**WHAT NEEDS TO BE DONE:** When you reach the line containing "Annotation task — tag each instance of the yellow", stop after it; until then, copy each line of the listing exactly, starting with the first.

━━ EXERCISE MATERIAL ━━

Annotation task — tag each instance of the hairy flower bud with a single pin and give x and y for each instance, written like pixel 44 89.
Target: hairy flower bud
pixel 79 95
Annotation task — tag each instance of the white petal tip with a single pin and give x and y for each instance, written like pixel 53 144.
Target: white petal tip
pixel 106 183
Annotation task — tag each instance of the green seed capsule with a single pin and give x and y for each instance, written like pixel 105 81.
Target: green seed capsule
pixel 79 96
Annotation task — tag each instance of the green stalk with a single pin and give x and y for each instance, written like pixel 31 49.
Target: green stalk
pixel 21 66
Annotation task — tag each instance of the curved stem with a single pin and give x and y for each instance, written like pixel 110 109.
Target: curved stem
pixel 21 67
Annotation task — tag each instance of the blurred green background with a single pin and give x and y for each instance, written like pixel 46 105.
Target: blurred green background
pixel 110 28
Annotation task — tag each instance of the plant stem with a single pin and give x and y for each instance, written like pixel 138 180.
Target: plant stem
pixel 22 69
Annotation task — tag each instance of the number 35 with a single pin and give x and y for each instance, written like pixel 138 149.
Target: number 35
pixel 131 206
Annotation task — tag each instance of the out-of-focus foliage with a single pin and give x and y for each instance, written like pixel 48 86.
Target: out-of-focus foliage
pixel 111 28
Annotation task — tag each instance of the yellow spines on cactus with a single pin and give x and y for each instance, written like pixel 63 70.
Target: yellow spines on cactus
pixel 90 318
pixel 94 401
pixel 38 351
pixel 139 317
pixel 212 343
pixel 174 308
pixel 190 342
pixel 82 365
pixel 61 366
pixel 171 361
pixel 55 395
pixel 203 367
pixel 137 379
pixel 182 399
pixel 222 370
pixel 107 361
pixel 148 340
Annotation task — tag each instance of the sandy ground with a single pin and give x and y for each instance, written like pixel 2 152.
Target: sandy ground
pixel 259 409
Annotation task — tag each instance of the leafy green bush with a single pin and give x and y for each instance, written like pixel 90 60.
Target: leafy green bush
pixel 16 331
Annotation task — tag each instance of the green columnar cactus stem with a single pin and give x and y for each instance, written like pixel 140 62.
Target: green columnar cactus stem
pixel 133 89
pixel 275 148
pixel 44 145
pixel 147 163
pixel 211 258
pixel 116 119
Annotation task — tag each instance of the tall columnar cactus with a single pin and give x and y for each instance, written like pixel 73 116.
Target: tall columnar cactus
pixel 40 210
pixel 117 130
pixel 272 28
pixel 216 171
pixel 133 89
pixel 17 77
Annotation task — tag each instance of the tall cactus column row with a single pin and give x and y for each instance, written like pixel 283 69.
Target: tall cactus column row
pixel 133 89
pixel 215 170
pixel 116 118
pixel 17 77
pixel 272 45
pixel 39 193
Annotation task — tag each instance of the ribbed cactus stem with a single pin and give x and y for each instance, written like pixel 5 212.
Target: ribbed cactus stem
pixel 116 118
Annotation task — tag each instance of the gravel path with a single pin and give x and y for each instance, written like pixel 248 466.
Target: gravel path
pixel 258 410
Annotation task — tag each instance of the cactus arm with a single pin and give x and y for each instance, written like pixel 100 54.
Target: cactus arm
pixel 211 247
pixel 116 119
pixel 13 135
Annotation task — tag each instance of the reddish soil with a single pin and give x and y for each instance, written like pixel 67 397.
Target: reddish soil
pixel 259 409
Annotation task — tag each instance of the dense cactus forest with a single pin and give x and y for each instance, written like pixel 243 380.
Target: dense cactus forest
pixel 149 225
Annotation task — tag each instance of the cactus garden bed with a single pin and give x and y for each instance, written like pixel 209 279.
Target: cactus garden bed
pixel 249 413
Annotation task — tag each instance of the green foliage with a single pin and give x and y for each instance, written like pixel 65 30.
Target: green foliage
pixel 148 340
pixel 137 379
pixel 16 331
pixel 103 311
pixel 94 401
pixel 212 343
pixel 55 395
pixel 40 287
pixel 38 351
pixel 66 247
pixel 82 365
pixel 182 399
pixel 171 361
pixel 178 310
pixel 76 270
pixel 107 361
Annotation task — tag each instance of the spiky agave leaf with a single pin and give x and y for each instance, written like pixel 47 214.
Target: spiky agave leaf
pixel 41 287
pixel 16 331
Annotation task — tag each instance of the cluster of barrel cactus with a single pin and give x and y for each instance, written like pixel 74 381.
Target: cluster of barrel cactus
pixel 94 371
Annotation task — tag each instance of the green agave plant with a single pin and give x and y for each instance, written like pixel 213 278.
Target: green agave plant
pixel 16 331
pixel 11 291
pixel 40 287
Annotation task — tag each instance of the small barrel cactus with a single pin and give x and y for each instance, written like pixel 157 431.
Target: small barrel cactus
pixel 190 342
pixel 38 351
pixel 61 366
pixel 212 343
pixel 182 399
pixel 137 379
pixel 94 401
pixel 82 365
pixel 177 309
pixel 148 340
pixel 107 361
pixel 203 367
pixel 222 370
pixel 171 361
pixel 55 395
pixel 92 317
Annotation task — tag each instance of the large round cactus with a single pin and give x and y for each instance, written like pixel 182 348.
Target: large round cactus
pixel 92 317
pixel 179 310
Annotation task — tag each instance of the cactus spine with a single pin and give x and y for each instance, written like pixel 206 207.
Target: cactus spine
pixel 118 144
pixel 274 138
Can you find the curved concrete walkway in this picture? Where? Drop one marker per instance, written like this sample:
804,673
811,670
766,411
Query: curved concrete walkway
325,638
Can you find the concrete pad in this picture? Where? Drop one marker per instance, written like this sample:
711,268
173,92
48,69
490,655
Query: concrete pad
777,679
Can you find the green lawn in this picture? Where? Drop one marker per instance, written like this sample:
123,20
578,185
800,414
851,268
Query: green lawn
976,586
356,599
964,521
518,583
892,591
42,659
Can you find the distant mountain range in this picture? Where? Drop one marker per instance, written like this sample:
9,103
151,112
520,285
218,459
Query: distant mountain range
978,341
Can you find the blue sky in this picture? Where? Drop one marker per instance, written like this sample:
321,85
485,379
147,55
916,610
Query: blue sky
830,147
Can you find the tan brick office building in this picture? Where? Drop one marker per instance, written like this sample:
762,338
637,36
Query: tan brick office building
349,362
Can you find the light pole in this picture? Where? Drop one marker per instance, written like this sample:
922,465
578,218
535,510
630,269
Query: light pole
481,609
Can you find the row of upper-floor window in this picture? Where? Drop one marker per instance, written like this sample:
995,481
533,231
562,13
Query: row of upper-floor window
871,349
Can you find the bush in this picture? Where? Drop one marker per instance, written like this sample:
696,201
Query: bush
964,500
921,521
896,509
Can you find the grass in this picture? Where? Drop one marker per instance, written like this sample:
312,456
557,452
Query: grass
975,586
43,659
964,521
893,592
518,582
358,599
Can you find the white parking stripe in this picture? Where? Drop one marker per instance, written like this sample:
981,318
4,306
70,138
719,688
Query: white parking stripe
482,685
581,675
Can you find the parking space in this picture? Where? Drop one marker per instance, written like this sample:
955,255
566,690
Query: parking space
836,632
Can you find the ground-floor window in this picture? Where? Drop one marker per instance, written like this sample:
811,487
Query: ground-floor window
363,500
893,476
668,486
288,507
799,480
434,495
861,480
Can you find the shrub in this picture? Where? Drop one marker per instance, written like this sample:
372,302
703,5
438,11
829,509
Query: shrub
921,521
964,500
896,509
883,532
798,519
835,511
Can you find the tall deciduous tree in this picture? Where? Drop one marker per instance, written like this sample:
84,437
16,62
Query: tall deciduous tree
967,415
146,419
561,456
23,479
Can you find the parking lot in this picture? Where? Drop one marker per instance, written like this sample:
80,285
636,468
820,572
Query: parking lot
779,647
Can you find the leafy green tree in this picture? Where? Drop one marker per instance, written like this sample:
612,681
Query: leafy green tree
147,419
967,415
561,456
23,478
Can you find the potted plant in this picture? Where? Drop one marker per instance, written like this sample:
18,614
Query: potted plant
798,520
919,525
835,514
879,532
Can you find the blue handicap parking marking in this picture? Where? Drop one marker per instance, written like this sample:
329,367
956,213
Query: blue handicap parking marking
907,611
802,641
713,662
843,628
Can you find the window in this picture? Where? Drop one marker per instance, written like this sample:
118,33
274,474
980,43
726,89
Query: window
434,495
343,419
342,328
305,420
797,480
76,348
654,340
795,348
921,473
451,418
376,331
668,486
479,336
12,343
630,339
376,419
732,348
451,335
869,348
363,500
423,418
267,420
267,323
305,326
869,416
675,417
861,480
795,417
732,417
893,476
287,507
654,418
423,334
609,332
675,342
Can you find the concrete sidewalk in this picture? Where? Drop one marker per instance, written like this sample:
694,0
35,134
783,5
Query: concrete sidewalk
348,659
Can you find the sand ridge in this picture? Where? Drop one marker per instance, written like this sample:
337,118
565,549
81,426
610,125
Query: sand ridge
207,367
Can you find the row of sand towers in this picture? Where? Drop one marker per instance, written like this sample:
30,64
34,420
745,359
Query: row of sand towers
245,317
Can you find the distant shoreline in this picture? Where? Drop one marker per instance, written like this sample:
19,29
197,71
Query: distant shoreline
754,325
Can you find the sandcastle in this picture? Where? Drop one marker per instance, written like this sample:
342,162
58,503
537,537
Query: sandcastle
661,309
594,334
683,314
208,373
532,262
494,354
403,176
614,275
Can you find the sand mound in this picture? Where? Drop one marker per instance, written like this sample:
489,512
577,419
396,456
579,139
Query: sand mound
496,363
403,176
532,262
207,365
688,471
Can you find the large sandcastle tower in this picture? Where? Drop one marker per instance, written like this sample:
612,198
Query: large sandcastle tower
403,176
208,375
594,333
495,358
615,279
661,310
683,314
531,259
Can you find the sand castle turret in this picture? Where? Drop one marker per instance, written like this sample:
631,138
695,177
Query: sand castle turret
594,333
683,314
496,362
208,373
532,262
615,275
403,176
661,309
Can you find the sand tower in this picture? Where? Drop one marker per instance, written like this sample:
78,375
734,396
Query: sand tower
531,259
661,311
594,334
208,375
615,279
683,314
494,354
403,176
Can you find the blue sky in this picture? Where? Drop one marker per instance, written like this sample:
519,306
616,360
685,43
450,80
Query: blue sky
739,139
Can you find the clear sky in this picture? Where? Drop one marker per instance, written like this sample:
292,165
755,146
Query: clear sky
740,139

━━━

**EXERCISE OUTPUT:**
Annotation task — tag each instance of the hairy flower bud with a single pin and give x and y for each instance, written like pixel 44 89.
Target: hairy flower bud
pixel 79 95
Annotation task — tag each instance of the white petal tip with a single pin and give x and y for each instance, written like pixel 53 144.
Target: white petal tip
pixel 106 183
Annotation task — tag each instance of the green seed capsule with a single pin and give x and y for each instance, written like pixel 105 81.
Target: green seed capsule
pixel 79 96
Annotation task — tag each instance of the green stalk with a single pin and give x and y for each instance, written like pixel 31 49.
Target: green stalk
pixel 21 66
Annotation task — tag each instance of the curved stem with a single pin and give x and y for each instance, written like pixel 110 109.
Target: curved stem
pixel 21 67
Annotation task — tag each instance of the blurred green background with a single pin and give x and y for each instance, written like pixel 46 105.
Target: blurred green background
pixel 110 28
Annotation task — tag each instance of the plant stem with a single pin and give x and y for each instance, written like pixel 138 180.
Target: plant stem
pixel 22 69
Annotation task — tag each instance of the number 35 with a single pin and give x and y for each instance, written like pixel 138 149.
Target: number 35
pixel 131 206
Annotation task — tag each instance of the out-of-focus foliage with a single pin and give x and y for each instance, written like pixel 48 86.
Target: out-of-focus foliage
pixel 111 28
Annotation task — tag each instance of the yellow spines on cactus with a single pin and give x and y for each instance, written like pixel 63 70.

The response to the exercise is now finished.